- REQUIRED TASK 1
Summarize the commit page in two sentences.
- REQUIRED TASK 2
Reproduce a passage of the commit page verbatim, beginning at the words "Showing 4 changed" and stopping after "List[BigqueryColumn] = field(default_factory=list)".

- TEXT SEGMENT
----------------

Revert "partition updates"

This reverts commit 05dc0bb.
datahub-project · Jan 17, 2025 · a653212 · a653212
1 parent 05dc0bb
commit a653212
Show file tree

Hide file tree

Showing 4 changed files with 78 additions and 255 deletions.
diff --git a/metadata-ingestion/src/datahub/ingestion/source/bigquery_v2/bigquery_schema.py b/metadata-ingestion/src/datahub/ingestion/source/bigquery_v2/bigquery_schema.py
@@ -62,11 +62,9 @@ class BigqueryTableConstraint:
 
 @dataclass
 class PartitionInfo:
-    partition_field: Optional[str] = None
-    fields: List[str] = field(default_factory=list)
-    partition_column: Optional[BigqueryColumn] = None
-    columns: List[BigqueryColumn] = field(default_factory=list)
+    field: str
     # Data type is optional as we not have it when we set it from TimePartitioning
+    column: Optional[BigqueryColumn] = None
     type: str = TimePartitioningType.DAY
     expiration_ms: Optional[int] = None
     require_partition_filter: bool = False
@@ -76,13 +74,8 @@ class PartitionInfo:
     def from_time_partitioning(
         cls, time_partitioning: TimePartitioning
     ) -> "PartitionInfo":
-        """
-        Create PartitionInfo from a time-based partitioning configuration.
-        See https://cloud.google.com/bigquery/docs/partitioned-tables#date_timestamp_partitioned_tables
-        """

----------------

Raw records
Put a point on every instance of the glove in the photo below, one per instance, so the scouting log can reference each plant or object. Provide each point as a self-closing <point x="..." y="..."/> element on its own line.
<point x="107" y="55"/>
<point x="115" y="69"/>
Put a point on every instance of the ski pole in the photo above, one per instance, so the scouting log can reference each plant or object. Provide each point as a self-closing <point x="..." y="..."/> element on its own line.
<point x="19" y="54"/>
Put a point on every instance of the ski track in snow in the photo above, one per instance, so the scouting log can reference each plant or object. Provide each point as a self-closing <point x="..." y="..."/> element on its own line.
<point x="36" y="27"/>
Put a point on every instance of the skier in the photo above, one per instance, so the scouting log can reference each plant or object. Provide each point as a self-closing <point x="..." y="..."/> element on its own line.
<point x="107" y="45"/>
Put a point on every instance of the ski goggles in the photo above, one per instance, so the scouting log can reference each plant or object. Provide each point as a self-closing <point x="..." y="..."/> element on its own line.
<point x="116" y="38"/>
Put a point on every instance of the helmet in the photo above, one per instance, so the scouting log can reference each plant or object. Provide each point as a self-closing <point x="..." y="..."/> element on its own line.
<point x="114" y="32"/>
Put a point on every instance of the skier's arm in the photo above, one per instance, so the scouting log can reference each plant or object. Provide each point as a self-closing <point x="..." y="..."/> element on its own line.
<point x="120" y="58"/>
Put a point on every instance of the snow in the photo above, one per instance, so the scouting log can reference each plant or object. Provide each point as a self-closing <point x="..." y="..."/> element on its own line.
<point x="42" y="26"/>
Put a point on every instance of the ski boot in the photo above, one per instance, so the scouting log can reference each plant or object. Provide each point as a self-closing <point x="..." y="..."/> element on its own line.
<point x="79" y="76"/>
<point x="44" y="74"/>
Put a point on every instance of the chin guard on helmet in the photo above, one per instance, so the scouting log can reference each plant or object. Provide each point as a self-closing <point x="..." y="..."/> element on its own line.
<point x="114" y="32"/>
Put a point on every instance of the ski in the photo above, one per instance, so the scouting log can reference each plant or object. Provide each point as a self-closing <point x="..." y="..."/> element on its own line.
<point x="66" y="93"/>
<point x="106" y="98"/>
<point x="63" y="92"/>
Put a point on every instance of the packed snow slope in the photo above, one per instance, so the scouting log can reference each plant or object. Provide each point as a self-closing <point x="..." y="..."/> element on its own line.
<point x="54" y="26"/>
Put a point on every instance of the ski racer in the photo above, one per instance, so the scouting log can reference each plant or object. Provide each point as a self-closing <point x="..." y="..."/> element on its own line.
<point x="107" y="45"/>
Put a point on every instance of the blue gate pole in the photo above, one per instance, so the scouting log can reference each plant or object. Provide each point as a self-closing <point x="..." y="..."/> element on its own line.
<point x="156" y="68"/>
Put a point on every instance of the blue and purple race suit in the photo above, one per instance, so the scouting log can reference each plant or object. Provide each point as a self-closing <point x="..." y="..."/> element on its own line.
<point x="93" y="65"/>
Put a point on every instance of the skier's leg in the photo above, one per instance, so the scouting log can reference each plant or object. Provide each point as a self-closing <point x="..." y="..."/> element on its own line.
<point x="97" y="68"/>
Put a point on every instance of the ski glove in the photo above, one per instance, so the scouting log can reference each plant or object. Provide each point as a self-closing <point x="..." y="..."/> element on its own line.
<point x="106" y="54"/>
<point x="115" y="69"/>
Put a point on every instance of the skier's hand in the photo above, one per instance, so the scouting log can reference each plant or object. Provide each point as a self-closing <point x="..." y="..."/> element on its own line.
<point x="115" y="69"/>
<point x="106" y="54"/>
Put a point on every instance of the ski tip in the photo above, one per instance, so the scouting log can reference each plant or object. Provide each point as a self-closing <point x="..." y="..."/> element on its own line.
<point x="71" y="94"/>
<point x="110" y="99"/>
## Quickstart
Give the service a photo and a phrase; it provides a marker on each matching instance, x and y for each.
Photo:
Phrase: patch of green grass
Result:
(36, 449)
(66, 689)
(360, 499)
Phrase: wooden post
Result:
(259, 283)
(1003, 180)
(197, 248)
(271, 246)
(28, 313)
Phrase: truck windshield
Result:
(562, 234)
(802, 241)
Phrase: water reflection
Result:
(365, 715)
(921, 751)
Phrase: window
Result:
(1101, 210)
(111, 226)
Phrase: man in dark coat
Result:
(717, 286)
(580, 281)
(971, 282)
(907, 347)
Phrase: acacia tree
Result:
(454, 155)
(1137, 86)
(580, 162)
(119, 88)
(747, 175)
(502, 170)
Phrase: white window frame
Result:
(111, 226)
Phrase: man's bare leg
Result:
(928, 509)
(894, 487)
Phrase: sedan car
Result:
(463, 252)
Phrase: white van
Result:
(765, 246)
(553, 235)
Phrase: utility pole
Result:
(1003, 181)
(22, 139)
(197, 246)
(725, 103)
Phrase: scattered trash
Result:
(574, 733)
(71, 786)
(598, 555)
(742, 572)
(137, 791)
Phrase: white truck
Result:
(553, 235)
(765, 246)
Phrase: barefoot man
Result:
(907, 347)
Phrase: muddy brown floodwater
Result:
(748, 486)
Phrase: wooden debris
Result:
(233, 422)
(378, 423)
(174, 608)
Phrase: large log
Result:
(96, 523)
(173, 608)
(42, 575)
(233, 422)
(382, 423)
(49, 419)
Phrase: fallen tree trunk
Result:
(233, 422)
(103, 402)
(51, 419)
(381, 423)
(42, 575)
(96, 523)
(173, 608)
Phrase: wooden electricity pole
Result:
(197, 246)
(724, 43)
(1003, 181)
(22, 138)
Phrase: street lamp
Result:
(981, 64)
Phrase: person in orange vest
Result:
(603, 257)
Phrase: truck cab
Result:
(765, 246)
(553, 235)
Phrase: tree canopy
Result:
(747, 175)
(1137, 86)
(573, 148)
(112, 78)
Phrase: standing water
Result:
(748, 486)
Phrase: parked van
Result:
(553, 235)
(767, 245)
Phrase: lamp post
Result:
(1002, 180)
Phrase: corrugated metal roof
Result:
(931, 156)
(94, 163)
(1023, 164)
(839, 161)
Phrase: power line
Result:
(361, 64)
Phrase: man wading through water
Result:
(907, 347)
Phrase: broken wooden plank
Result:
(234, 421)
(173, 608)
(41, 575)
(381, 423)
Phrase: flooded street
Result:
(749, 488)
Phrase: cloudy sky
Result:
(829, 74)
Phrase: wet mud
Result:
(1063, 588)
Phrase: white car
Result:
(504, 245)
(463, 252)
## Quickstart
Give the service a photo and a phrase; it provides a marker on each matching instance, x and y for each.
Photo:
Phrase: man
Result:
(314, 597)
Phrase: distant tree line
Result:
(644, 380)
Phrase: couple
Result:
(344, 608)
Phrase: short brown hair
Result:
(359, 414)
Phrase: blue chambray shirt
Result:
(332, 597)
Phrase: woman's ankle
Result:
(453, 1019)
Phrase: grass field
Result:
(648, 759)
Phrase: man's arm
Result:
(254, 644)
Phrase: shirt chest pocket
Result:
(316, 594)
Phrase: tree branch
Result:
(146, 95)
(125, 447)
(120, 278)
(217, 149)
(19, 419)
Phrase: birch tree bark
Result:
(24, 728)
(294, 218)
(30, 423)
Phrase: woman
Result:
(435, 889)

----------------

- TASK ANSWER 1
The commit titled Revert "partition updates" reverts commit 05dc0bb and changes 4 files, with 78 additions and 255 deletions. In bigquery_schema.py, it replaces the PartitionInfo attributes partition_field, fields, partition_column and columns with a field of type str and an optional column of type BigqueryColumn, and it removes the docstring from from_time_partitioning.

- TASK ANSWER 2
Showing 4 changed files with 78 additions and 255 deletions.
diff --git a/metadata-ingestion/src/datahub/ingestion/source/bigquery_v2/bigquery_schema.py b/metadata-ingestion/src/datahub/ingestion/source/bigquery_v2/bigquery_schema.py
@@ -62,11 +62,9 @@ class BigqueryTableConstraint:
 
 @dataclass
 class PartitionInfo:
-    partition_field: Optional[str] = None
-    fields: List[str] = field(default_factory=list)
-    partition_column: Optional[BigqueryColumn] = None
-    columns: List[BigqueryColumn] = field(default_factory=list)